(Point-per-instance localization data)

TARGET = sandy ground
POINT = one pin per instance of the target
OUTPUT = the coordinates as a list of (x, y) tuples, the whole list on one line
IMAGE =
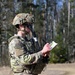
[(51, 69)]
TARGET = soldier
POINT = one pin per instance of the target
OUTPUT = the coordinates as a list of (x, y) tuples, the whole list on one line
[(23, 55)]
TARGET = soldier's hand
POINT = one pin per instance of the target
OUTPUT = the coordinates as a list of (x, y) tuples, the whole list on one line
[(46, 49)]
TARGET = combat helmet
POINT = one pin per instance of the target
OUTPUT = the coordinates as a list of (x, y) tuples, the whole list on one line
[(22, 18)]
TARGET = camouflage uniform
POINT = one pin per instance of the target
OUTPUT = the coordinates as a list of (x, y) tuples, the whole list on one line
[(25, 59)]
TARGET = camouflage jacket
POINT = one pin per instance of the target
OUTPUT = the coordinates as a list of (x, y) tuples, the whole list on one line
[(23, 55)]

_Work order_:
Pictures are not part of the copy. Return every record exactly.

_Solved problem_:
TARGET = sandy ground
POINT = one pin per instance of the target
OUTPUT = the coordinates as a list of (x, y) tuples, the whole list on one line
IMAGE =
[(51, 69)]
TARGET = soldier
POINT = one pin per instance of the target
OUTPUT = the coordinates as a list of (x, y) tuples, the whole list on one line
[(23, 55)]
TARGET = soldier's hand
POINT = one pin per instance of the target
OUTPUT = the coordinates as a list of (x, y) tuples, the whole list on one line
[(46, 49)]
TARGET = combat helmet
POINT = one pin per instance of the target
OUTPUT = the coordinates as a list of (x, y) tuples, the whole list on one line
[(22, 18)]
TARGET = camouflage uniform
POINT = one pin per instance of the target
OUTPUT = the coordinates as a list of (x, y) tuples, the whole list on one line
[(25, 59)]
TARGET = camouflage jacket
POINT = one pin per instance of the target
OUTPUT = the coordinates as a list of (x, y) tuples, the whole list on one line
[(23, 55)]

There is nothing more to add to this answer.